Segment Start: RECORDED DATA

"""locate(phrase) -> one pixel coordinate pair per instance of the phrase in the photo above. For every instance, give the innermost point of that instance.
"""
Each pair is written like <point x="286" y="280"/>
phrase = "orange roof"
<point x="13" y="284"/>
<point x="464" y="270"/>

Segment End: RECORDED DATA

YOUR ASSIGNMENT
Copy out each line of the data that holds the string "pair".

ANSWER TO THE EXERCISE
"""locate(phrase) -> one pixel coordinate pair per instance of the phrase in the photo above. For every instance, give the innermost point of that instance.
Each pair is written like <point x="286" y="280"/>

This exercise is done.